• **Exercise objective**: Write out the full listing, matching it line for line.

• **Data to examine**:
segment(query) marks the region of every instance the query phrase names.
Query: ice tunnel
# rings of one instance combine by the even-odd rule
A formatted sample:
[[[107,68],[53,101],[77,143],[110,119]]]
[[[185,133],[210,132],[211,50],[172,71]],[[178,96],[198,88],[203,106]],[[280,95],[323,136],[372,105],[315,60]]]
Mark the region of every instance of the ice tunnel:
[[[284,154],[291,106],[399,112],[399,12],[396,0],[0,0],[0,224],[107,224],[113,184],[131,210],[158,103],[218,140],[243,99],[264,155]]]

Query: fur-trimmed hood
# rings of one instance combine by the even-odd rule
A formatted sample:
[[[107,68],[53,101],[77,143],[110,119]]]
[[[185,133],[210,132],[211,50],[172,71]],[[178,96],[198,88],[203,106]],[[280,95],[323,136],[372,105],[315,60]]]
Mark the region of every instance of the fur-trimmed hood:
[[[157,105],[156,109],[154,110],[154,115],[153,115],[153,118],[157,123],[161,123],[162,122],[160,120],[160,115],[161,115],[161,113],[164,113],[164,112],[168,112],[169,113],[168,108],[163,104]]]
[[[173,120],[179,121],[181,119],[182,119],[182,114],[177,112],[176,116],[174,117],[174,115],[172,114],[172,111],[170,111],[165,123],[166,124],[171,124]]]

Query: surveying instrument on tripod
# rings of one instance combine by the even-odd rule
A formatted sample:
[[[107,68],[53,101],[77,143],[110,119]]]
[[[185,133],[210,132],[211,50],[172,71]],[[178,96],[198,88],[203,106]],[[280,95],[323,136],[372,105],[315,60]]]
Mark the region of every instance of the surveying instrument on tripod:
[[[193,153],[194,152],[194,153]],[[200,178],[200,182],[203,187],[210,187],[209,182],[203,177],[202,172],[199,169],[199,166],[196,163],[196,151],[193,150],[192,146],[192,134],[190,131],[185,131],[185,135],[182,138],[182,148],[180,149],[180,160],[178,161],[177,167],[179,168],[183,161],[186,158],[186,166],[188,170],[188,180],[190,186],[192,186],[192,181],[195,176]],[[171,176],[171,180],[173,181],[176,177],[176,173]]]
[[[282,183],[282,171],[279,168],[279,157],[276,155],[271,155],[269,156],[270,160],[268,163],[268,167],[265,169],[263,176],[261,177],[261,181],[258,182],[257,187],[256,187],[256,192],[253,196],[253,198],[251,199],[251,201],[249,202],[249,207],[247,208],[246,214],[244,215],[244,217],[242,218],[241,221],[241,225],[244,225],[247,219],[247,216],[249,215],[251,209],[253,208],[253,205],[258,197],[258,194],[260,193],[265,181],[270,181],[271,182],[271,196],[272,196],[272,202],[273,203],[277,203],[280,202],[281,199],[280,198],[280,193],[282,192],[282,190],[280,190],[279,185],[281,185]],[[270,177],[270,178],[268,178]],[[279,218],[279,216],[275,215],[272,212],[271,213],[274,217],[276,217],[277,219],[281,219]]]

• **Solved problem**:
segment(query) marks the region of every instance the query phrase names.
Query: ice tunnel
# rings of one instance combine by the even-odd rule
A formatted sample:
[[[107,68],[53,101],[77,143],[110,119]]]
[[[185,133],[210,132],[211,50],[172,71]],[[178,96],[198,88],[203,106]],[[280,95],[323,136],[372,105],[315,60]]]
Mark the region of every instance of the ice tunnel:
[[[284,154],[291,106],[399,112],[399,12],[396,0],[0,0],[0,224],[107,224],[113,184],[131,210],[158,103],[218,140],[243,99],[264,155]]]

Query: fur-trimmed hood
# rings of one instance combine by the even-odd rule
A formatted sample:
[[[107,68],[53,101],[77,143],[110,119]]]
[[[185,133],[210,132],[211,50],[172,71]],[[178,96],[198,88],[203,106]],[[280,95],[323,136],[372,105],[315,60]]]
Mark the region of every instance of the fur-trimmed hood:
[[[157,105],[156,109],[154,110],[154,115],[153,115],[153,118],[157,123],[161,123],[162,122],[160,120],[160,115],[161,115],[161,113],[164,113],[164,112],[168,112],[169,113],[168,108],[163,104]]]
[[[173,120],[179,121],[181,119],[182,119],[182,114],[177,112],[176,116],[174,117],[174,115],[172,114],[172,111],[170,111],[165,123],[166,124],[171,124]]]

Query: surveying instrument on tripod
# rings of one instance combine by the even-odd rule
A formatted sample:
[[[107,68],[53,101],[77,143],[110,119]]]
[[[185,133],[210,132],[211,50],[172,71]],[[178,96],[198,88],[203,106]],[[280,95],[323,136],[372,105],[315,60]]]
Mark the region of every instance of the surveying instrument on tripod:
[[[193,153],[194,152],[194,153]],[[200,178],[200,182],[203,187],[210,187],[209,182],[203,177],[202,172],[199,169],[199,166],[196,163],[196,151],[193,150],[192,146],[192,134],[190,131],[185,131],[185,135],[182,138],[182,148],[180,149],[180,160],[178,161],[177,167],[179,168],[183,161],[186,158],[186,166],[188,170],[188,180],[190,186],[192,186],[192,181],[195,176]],[[171,176],[171,180],[173,181],[176,177],[176,173]]]
[[[282,183],[282,171],[279,168],[279,157],[276,155],[271,155],[269,156],[270,160],[268,163],[268,167],[265,169],[263,176],[261,177],[261,181],[258,182],[257,187],[256,187],[256,192],[253,196],[253,198],[251,199],[251,201],[249,202],[249,207],[247,208],[246,214],[244,215],[244,217],[242,218],[241,221],[241,225],[244,225],[247,219],[247,216],[249,215],[251,209],[253,208],[253,205],[258,197],[258,194],[260,193],[265,181],[270,181],[271,182],[271,196],[272,196],[272,202],[273,203],[277,203],[280,202],[281,199],[280,198],[280,193],[282,192],[282,190],[280,190],[279,185],[281,185]],[[270,177],[270,178],[268,178]],[[279,218],[279,216],[275,215],[272,212],[271,213],[274,217],[276,217],[277,219],[281,219]]]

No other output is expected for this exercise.